Given task 1:
From the display panel excerpt below, set down word for word the passage starting at "The connection wiring TWL may include, for" and ending at "may be reduced.".
Given task 2:
In the display panel excerpt below, which layer covers the second contact metal CM2 and the bridge wiring BWL?

Document excerpt:
· · · ·
According to some embodiments, the thin film encapsulation layer TFEL may be arranged on the display element layer LEL. The thin film encapsulation layer TFEL may include at least one inorganic encapsulation layer and at least one organic encapsulation layer. According to some embodiments, the thin film encapsulation layer TFEL may include the first inorganic encapsulation layer 131 and the second inorganic encapsulation layer 133, and the organic encapsulation layer 132 therebetween.
For example, the first inorganic encapsulation layer 131 and the second inorganic encapsulation layer 133 may include one or more inorganic insulating materials such as SiO2, SiNx, SiOxNy, Al2O3, TiO2, or Ta2O5, and may be formed by a chemical vapor deposition (CVD) method and the like. The organic encapsulation layer 132 may include a polymer-based material. The polymer-based material may include silicon resin, acrylic resin, epoxy resin, polyimide, polyethylene, and the like. The first inorganic encapsulation layer 131, the organic encapsulation layer 132, and the second inorganic encapsulation layer 133 may be integrally formed to cover the first display area DA1 and the second display area DA2.
The first display element LE1 and the first pixel circuit PC1 that drives the same may be all located in the first display area DA1, and the first display element LE1 and the first pixel circuit PC1 may be arranged to overlap each other. The pixel electrode 121 of the first display element LE1 may be electrically connected to the first pixel circuit PC1 through a first contact metal CM1.
According to some embodiments, while the second display element LE2 is located in the second display area DA2, the second pixel circuit PC2 that drives the second display element LE2 may be located in the peripheral area PA. The connection wiring CWL may be provided to electrically connect the second display element LE2 and the second pixel circuit PC2 to each other. The connection wiring CWL may extend from the second display area DA2 to the peripheral area PA, and at least part thereof may be arranged in the second display area DA2.
The connection wiring TWL may include, for example, a TCO. For example, the connection wiring TWL may include a conductive oxide such as ITO, IZO, ZnO, In2O3, IGO, IZGO, or AZO. Accordingly, even when the connection wiring CWL is arranged in the transmission area TA of the second display area DA2, the deterioration of light transmittance of the transmission area TA may be reduced.
According to some embodiments, the connection wiring CWL may be arranged on the interlayer insulating layer 115. The connection wiring CWL may be covered by the first organic insulating layer 117. According to some embodiments, a second contact metal CM2 and the bridge wiring BWL may be arranged on the first organic insulating layer 117. The second contact metal CM2 and the bridge wiring BWL may be covered by the second organic insulating layer 118. The second contact metal CM2 may be connected to the connection wiring CWL through a second contact hole CNT2, and the bridge wiring BWL may be connected to the connection wiring CWL through a third contact hole CNT3. The connection wiring CWL may be electrically connected to the pixel electrode 121′ of the second display element LE2 through the second contact metal CM2, and furthermore, may be electrically connected to the second pixel circuit PC2 through the bridge wiring BWL located in the peripheral area PA.
· · · ·
Rows:

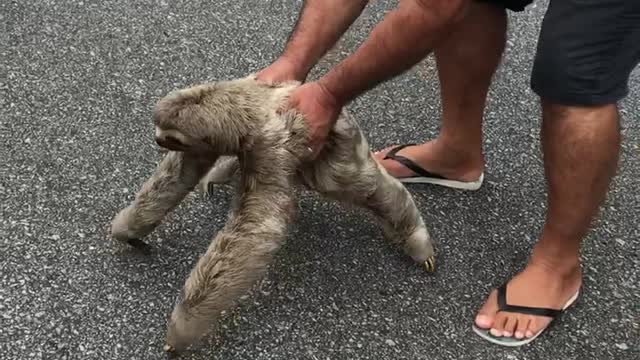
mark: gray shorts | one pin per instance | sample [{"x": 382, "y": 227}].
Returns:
[{"x": 586, "y": 50}]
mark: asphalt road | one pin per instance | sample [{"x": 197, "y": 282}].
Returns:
[{"x": 77, "y": 81}]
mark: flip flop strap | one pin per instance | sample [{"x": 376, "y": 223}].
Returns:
[
  {"x": 503, "y": 306},
  {"x": 392, "y": 154}
]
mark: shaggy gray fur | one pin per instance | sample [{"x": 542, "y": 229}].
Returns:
[{"x": 235, "y": 125}]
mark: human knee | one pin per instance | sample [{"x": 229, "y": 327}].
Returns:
[{"x": 447, "y": 12}]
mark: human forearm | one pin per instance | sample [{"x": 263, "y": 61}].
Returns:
[
  {"x": 401, "y": 40},
  {"x": 321, "y": 24}
]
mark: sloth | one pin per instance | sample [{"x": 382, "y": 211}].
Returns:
[{"x": 236, "y": 129}]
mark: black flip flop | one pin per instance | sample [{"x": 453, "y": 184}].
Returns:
[
  {"x": 427, "y": 177},
  {"x": 503, "y": 306}
]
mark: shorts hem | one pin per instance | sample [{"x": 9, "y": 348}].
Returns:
[{"x": 579, "y": 99}]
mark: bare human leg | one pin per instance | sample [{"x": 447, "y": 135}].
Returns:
[
  {"x": 581, "y": 149},
  {"x": 466, "y": 62}
]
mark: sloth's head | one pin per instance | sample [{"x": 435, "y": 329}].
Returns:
[{"x": 212, "y": 117}]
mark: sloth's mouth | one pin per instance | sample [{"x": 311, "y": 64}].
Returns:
[{"x": 171, "y": 143}]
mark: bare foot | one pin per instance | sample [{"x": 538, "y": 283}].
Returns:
[
  {"x": 538, "y": 285},
  {"x": 436, "y": 157}
]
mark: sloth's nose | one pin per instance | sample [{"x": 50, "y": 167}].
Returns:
[{"x": 169, "y": 142}]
· · · ·
Final answer 1:
The connection wiring TWL may include, for example, a TCO. For example, the connection wiring TWL may include a conductive oxide such as ITO, IZO, ZnO, In2O3, IGO, IZGO, or AZO. Accordingly, even when the connection wiring CWL is arranged in the transmission area TA of the second display area DA2, the deterioration of light transmittance of the transmission area TA may be reduced.

Final answer 2:
The second organic insulating layer 118.